• Testo estratto:
■ ■ ■

Vaccari aggiunge: «Stiamo discutendo all’interno del partito di come riformare il sostengo pubblico, l’obiettivo è garantire maggiore autonomia da interessi economici particolari». Una delle proposte è per esempio legare i fondi dello stato a obiettivi speficici come accade in Europa: «Per rafforzare la formazione politica, in modo tale da destinare le risorse a finalità precise».
Vaccari e larga parte del Pd sono convinti che l’abolizione del finanziamento pubblico non abbia risolto nulla, anzi. «I partiti sono finiti sotto ricatto», è il giudizio di Vaccari.
L’organizzazione Transparency International ha avviato un monitoraggio costante dei finanziamenti privati alla politica. Dal 2018 al 2020 i partiti hanno ricevuto quasi 70 milioni di euro.

■ ■ ■

Estratti da un set di dati
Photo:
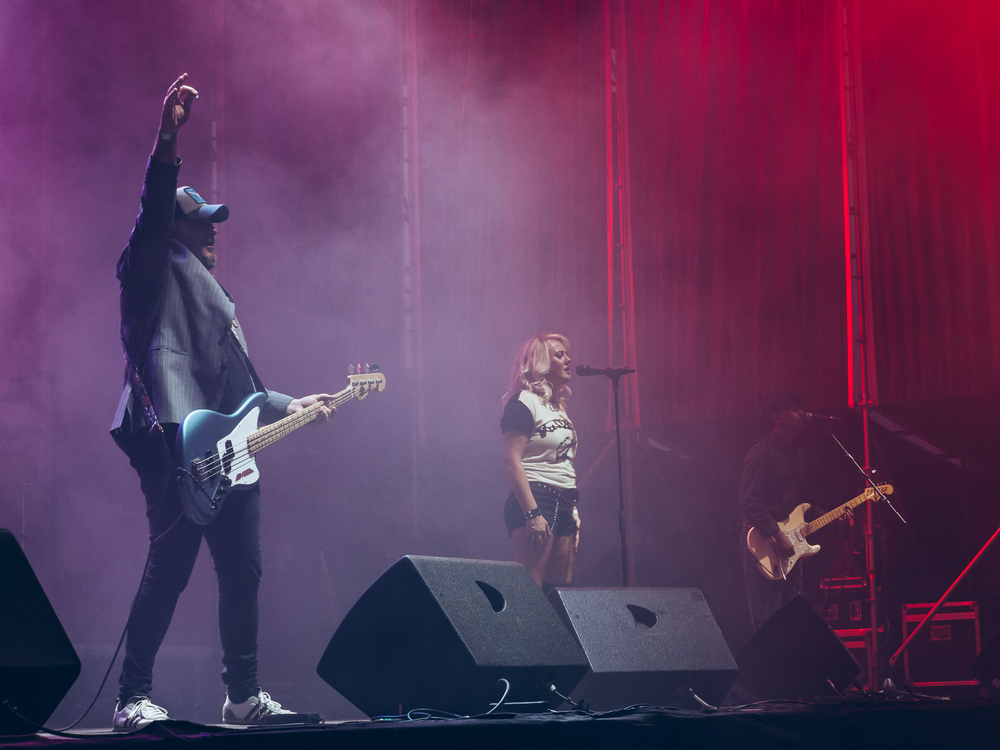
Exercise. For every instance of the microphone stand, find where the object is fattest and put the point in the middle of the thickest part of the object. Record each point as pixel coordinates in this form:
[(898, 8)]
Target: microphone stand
[(615, 373), (874, 653)]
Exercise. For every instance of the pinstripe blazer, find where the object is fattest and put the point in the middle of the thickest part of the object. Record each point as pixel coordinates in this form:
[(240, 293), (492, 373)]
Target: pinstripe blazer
[(175, 317)]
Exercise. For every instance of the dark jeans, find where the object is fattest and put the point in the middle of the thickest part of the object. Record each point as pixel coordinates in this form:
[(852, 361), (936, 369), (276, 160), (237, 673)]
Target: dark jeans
[(764, 596), (234, 541)]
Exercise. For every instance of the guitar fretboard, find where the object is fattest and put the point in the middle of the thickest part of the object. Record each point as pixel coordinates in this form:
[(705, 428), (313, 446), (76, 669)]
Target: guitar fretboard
[(837, 512), (260, 439)]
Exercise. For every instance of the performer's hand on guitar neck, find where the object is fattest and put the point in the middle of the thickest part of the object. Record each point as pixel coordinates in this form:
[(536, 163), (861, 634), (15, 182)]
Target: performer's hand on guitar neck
[(781, 545), (326, 411)]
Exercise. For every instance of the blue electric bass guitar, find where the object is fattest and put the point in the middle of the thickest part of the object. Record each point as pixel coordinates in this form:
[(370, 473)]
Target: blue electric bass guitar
[(216, 452)]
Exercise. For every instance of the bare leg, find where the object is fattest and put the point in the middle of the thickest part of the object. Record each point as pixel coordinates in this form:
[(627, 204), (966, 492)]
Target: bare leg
[(536, 561), (559, 571)]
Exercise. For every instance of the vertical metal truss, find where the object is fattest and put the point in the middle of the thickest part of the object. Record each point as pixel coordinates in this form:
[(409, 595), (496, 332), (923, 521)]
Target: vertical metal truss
[(862, 383), (218, 111), (413, 356), (862, 379), (412, 317), (621, 302)]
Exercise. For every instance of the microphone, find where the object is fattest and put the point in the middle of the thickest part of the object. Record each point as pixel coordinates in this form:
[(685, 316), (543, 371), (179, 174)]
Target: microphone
[(611, 372), (820, 418)]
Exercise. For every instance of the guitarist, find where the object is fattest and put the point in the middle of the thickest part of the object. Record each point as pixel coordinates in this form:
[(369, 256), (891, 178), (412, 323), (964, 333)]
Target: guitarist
[(180, 332), (773, 482)]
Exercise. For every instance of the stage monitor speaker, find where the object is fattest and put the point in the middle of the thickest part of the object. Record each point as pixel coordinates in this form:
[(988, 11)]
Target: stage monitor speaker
[(38, 664), (437, 632), (794, 654), (646, 646), (986, 667)]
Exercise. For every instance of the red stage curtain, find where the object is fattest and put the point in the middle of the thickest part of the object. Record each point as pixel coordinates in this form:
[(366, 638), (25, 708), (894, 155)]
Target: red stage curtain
[(737, 205), (932, 99), (736, 194)]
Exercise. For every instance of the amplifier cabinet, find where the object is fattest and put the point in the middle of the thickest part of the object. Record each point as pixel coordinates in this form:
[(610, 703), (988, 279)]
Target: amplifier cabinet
[(846, 605), (943, 652)]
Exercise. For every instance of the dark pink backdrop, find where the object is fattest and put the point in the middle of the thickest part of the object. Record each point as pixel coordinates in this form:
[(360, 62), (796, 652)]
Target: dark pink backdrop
[(932, 76)]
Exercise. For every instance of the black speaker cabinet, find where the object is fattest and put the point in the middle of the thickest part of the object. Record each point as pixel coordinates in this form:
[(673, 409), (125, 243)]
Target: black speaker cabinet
[(986, 667), (646, 646), (793, 655), (437, 632), (38, 664)]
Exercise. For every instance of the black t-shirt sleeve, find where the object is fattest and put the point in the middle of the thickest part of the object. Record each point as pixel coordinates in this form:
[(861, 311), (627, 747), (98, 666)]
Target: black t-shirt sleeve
[(517, 416)]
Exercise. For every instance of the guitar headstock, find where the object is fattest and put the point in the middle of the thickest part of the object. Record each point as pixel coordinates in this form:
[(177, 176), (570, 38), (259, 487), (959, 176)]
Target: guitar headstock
[(364, 382), (870, 494)]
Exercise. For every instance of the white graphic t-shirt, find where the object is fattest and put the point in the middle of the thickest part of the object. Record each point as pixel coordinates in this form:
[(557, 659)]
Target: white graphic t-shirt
[(548, 457)]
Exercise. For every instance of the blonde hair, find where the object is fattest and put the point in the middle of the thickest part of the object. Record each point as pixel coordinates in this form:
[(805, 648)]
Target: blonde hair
[(530, 368)]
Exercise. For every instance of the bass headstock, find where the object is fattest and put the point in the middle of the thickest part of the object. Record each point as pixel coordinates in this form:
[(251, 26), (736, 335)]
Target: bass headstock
[(870, 494), (364, 381)]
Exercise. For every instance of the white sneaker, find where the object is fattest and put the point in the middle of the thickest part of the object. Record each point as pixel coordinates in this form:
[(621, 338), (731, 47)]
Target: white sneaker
[(136, 714), (254, 710)]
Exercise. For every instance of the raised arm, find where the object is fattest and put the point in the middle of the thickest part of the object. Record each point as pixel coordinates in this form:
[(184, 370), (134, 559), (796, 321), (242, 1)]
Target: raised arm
[(176, 111)]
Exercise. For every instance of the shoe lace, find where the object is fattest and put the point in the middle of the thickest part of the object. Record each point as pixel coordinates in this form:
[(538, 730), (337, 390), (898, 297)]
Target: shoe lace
[(267, 704), (149, 710)]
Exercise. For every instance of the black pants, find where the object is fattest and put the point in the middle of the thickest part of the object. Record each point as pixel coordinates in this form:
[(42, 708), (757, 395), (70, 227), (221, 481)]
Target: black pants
[(233, 539), (764, 596)]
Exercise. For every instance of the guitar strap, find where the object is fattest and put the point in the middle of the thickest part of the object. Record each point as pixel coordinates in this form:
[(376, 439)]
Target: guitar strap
[(155, 428)]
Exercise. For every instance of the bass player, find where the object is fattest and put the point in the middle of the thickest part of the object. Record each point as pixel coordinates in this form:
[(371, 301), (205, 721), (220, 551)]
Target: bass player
[(180, 333)]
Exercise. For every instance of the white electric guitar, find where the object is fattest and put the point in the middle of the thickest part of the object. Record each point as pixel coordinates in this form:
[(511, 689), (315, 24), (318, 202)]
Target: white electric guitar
[(216, 452), (795, 529)]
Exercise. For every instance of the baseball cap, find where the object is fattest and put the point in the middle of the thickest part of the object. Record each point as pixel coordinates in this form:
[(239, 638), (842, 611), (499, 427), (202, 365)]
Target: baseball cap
[(192, 206)]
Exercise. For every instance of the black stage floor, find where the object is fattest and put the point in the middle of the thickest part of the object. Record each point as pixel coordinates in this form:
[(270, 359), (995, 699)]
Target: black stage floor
[(848, 724)]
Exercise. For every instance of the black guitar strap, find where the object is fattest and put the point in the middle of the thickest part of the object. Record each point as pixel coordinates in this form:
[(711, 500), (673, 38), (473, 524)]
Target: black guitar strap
[(139, 389)]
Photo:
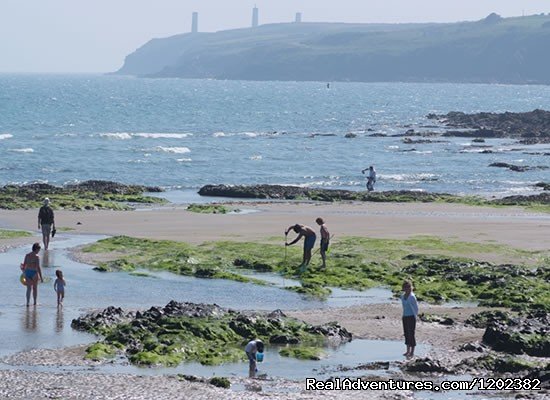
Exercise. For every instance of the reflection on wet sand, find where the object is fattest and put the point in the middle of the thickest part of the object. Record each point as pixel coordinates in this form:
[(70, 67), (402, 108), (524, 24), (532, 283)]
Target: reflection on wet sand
[(59, 321), (30, 319)]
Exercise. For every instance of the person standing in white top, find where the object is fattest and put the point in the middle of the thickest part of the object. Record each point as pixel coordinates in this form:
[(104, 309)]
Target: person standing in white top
[(371, 178)]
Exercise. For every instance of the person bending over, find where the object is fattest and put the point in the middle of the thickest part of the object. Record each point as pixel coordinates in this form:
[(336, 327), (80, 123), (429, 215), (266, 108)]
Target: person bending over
[(309, 241)]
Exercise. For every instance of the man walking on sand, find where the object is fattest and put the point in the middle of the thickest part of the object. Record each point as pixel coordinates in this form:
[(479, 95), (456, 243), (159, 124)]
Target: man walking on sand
[(46, 222), (309, 241)]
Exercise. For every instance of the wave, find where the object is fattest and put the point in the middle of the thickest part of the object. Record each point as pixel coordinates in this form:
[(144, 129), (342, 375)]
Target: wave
[(162, 135), (144, 135), (410, 178), (116, 135), (175, 150)]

■ ■ ■

• Compiti da svolgere:
- a) Nel testo sul finanziamento dei partiti, spiega in una o due frasi a quale scopo si propone di legare i fondi dello Stato a obiettivi specifici.
- b) Continua il testo sul finanziamento dei partiti a partire dall'ultima frase riportata.

• Risposte scritte:
- a) La proposta serve a rafforzare la formazione politica, destinando le risorse pubbliche a finalità precise, come accade in Europa.

- b)
Dalle tabelle ufficiali della tesoreria del parlamento possiamo sommare il 2021, arrivando così a circa 100 milioni in tre anni. La maggior parte arriva da parlamentari che versano mensilmente una quota del proprio stipendio al partito.
Subito dopo troviamo società di capitali, fondazioni e associazioni varie per un totale di quasi 20 milioni. Un altro dato che emerge è la presenza tra i donatori dei politici di fondazioni a loro collegate. È una sorta di filtro che produce opacità. Difficile, infatti, risalire a chi ha dato i soldi alla fondazione, che a sua volta a versato al partito o al leader.
Toti, Renzi e la Lega
Alla data del 21 febbraio 2022 i tesorieri di partito sotto processo per finanziamento illecito sono due: Giulio Centemero, della Lega di Matteo Salvini, e Francesco Bonifazi, contabile del Pd ai tempi di Matteo Renzi e ora in Italia viva.
Il primo è due volte imputato, a Roma e a Milano. Nella capitale si deve difendere dall’accusa di avere ricevuto 250mila euro dal costruttore romano Luca Parnasi destinati alla Lega ma fatti passare dall’associazione Più Voci.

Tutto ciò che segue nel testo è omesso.